Rewrite the items below from the line containing "the telephone sign." through the line containing "72], [145, 66]]]", both lines included, and nothing else. Shift every coordinate in the answers by -120, and keep all other text unchanged.

--- BEGIN INFORMATION GIVEN ---

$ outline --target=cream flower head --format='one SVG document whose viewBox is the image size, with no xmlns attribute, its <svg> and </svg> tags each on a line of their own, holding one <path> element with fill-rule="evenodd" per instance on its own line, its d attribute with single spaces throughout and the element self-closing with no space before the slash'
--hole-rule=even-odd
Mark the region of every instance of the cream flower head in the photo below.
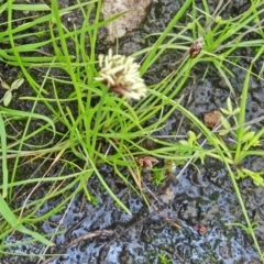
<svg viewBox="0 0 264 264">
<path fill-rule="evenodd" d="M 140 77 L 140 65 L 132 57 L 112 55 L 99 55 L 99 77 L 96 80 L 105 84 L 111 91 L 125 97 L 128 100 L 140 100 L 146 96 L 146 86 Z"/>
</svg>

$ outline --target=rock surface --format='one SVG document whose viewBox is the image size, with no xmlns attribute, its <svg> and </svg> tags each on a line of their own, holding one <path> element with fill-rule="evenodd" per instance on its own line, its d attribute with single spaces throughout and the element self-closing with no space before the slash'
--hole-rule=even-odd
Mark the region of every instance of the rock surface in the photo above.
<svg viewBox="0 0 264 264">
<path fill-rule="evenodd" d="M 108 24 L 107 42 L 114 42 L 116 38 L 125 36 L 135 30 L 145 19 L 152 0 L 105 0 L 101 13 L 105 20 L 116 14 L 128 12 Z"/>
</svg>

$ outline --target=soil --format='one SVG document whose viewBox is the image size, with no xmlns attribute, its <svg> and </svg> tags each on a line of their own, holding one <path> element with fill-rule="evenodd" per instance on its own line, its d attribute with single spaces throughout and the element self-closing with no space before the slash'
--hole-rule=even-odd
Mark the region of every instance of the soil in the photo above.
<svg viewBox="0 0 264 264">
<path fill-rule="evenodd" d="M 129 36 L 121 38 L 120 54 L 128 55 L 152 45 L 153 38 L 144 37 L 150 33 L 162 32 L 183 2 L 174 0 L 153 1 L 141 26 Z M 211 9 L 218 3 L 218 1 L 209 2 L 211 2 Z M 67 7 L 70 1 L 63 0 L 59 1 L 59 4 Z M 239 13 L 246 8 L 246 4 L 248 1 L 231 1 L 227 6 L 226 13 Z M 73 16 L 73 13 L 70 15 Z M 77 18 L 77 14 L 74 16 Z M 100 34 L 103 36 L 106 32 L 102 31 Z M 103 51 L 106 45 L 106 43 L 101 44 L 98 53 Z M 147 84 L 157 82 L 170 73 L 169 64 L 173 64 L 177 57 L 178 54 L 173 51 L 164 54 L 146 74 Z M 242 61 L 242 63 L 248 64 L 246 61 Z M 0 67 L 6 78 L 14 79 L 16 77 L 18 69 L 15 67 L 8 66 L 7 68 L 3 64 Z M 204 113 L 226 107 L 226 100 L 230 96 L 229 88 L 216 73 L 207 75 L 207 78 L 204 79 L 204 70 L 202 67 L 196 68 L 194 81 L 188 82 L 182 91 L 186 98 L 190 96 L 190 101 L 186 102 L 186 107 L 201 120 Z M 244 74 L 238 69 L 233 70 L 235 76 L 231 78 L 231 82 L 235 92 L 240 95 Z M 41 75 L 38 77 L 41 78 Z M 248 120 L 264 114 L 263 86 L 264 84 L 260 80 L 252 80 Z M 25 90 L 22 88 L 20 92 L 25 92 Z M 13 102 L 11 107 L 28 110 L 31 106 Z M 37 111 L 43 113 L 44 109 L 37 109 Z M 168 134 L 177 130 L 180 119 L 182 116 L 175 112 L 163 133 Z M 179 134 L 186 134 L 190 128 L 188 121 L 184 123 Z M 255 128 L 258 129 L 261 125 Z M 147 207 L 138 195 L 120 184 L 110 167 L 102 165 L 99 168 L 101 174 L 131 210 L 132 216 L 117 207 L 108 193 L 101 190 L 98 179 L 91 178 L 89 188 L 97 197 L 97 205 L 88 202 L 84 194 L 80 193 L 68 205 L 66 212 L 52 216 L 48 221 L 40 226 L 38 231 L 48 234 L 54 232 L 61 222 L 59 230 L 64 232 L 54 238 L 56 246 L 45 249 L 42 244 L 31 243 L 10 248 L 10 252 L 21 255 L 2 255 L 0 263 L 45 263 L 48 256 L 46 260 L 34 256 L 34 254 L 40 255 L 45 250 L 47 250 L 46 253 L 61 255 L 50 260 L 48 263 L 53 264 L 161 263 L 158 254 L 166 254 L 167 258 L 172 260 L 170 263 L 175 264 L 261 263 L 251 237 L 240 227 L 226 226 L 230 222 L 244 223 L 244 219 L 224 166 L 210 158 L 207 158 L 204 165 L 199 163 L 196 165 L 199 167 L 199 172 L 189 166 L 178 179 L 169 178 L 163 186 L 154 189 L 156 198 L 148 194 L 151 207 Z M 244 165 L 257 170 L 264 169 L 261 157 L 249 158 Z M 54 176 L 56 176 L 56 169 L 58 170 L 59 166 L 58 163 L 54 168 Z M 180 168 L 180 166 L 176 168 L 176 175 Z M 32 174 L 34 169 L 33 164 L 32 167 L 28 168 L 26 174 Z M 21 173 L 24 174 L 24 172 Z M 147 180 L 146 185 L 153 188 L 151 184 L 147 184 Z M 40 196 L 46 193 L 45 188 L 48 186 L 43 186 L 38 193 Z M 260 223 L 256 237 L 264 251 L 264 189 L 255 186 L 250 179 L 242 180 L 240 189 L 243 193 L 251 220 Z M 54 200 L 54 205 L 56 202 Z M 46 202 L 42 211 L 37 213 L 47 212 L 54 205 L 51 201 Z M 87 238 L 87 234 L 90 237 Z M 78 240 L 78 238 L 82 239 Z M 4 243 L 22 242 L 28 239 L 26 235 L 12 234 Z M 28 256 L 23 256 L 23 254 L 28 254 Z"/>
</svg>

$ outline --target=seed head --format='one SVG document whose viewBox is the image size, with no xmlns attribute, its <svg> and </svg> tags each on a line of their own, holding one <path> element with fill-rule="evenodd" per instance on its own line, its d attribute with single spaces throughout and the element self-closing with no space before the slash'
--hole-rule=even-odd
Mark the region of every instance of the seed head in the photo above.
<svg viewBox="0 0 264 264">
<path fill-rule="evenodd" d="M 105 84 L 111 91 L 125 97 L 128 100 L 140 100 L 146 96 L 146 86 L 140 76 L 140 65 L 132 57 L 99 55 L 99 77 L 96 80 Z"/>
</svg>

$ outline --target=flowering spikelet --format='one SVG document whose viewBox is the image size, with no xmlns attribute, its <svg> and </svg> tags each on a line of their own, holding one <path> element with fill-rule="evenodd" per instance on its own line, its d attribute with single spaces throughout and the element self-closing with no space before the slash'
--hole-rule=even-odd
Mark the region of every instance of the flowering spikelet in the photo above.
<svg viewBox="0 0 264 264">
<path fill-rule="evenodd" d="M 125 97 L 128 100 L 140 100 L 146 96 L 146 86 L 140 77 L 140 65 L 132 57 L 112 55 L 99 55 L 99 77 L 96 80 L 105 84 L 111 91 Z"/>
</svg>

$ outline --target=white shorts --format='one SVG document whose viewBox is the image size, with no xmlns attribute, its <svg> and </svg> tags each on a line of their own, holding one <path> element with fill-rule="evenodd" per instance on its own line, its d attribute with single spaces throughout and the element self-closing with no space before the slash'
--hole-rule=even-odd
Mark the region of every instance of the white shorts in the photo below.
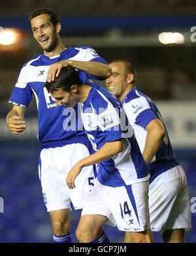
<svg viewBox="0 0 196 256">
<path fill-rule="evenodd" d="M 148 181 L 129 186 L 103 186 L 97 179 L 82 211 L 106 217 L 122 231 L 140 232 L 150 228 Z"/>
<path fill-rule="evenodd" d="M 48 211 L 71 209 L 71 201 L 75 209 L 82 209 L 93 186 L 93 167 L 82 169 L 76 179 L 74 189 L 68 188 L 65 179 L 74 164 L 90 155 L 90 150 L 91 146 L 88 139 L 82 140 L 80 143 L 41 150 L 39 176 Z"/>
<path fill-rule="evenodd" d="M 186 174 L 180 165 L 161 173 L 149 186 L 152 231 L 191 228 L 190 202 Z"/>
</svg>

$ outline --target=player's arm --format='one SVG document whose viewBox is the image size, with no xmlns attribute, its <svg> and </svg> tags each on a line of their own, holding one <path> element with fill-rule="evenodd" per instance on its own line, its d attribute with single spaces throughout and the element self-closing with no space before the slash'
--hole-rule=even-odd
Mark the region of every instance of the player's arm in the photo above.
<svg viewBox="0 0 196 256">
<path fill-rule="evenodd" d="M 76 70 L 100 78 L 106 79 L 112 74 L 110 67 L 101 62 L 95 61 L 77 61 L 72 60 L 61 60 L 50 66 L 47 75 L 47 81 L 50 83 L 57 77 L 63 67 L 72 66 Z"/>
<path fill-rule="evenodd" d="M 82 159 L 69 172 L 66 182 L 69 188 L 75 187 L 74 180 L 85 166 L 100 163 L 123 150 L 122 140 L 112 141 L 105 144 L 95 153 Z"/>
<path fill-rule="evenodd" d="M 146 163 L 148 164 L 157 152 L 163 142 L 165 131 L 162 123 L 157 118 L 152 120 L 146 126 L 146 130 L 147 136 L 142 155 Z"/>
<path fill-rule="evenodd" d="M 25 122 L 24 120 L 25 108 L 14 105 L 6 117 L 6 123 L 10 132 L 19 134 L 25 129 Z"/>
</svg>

--- END INFORMATION GIVEN ---
--- BEGIN INFORMATION GIVEN ---

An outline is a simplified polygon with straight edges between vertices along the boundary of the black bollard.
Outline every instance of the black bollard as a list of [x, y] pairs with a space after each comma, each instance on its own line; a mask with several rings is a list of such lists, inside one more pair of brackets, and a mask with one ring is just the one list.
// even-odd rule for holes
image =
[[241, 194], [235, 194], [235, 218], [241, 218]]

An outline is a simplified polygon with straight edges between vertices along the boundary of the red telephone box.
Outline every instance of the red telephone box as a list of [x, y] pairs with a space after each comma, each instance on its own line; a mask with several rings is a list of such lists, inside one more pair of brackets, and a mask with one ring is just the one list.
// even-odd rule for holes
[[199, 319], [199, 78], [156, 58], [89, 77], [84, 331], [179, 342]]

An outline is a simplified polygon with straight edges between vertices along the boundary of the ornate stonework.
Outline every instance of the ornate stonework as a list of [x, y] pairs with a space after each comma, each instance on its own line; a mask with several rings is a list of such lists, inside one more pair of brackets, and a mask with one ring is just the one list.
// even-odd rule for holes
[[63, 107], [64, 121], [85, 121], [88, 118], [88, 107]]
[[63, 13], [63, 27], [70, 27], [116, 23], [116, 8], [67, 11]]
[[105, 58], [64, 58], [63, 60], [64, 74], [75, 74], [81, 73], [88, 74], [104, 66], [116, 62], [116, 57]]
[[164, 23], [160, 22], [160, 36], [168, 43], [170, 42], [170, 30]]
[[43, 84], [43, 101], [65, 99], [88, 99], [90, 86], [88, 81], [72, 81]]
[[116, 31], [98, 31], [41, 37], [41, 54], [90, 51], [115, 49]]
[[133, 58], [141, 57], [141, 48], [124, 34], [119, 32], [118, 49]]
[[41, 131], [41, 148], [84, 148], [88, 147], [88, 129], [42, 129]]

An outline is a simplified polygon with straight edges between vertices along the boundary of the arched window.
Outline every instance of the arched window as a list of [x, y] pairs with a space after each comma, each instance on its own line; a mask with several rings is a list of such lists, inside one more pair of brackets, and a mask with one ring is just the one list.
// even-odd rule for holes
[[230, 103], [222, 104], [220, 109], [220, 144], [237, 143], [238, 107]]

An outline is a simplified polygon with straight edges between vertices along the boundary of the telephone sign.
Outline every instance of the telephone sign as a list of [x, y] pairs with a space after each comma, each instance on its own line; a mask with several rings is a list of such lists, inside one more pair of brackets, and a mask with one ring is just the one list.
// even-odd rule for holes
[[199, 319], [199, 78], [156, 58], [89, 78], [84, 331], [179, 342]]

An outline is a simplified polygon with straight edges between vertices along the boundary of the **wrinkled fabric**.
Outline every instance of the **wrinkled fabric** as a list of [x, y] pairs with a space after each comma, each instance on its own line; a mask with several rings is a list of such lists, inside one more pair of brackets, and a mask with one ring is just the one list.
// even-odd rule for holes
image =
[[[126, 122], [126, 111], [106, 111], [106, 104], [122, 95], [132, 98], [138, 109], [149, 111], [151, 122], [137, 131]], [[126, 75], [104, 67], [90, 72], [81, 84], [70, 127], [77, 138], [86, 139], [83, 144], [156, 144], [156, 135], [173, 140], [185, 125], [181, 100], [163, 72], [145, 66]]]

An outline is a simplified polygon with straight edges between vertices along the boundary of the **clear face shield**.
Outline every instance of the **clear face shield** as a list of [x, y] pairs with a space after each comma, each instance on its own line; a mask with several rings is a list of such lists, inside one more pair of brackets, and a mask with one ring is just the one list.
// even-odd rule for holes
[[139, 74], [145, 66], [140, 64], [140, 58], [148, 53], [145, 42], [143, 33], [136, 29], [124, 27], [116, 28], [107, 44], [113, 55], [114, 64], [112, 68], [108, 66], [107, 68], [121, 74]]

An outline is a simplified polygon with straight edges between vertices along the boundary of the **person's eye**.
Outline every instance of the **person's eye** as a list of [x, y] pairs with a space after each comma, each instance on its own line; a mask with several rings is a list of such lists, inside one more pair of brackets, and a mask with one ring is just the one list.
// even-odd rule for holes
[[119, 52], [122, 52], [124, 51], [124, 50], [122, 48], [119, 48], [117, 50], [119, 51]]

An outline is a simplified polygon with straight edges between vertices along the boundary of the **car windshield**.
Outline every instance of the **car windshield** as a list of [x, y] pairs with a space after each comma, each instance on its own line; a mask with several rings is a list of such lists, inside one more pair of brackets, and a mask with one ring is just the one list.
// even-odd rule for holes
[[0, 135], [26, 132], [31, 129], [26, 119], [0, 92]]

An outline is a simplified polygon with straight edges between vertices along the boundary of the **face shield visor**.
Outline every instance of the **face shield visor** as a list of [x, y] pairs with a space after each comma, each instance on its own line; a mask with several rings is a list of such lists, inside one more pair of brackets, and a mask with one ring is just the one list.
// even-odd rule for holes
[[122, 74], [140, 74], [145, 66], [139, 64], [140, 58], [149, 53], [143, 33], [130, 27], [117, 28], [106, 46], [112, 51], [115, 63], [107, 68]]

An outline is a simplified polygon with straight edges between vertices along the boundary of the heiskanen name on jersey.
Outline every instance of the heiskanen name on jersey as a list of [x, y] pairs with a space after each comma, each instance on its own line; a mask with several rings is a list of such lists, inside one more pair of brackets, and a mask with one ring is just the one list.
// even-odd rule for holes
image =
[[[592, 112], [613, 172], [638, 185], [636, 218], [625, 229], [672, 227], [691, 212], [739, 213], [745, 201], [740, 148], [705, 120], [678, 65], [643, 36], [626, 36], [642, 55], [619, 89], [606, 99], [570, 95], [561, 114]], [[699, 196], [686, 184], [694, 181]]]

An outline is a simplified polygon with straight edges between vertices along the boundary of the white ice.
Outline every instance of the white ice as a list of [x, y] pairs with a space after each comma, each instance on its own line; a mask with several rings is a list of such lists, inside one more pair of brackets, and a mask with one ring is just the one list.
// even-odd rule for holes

--- END INFORMATION GIVEN ---

TASK OUTPUT »
An outline is a simplified polygon with straight edges between vertices along the boundary of the telephone sign.
Outline every instance of the telephone sign as a list of [x, y] pairs with a space after each comma, each instance on its own line; a mask with several rings is a list of such lists, inside one more pair of brackets, and a mask with one ring is just the one list.
// even-odd rule for holes
[[79, 199], [79, -42], [36, -62], [-31, -42], [-36, 211], [59, 222]]

An outline is a simplified polygon with straight edges between vertices along the boundary of the **wrinkled fabric**.
Outline every instance of the **wrinkled fabric** as a list of [x, y] pairs with a space after each comma, each instance on its own line; a mask with several rings is a list of such lists, inside one more pair of brackets, and a mask with one ring is just the one list.
// even-odd rule for holes
image =
[[[6, 2], [6, -9], [-14, -9], [-14, -16], [2, -25], [12, -22], [18, -11], [29, -9], [31, 2], [17, 11]], [[6, -45], [-16, -53], [-30, -48], [-39, -36], [-50, 7], [-43, 18], [-34, 19], [-37, 24], [36, 24], [36, 15], [53, 20], [65, 5], [61, -20], [43, -48], [25, -54]]]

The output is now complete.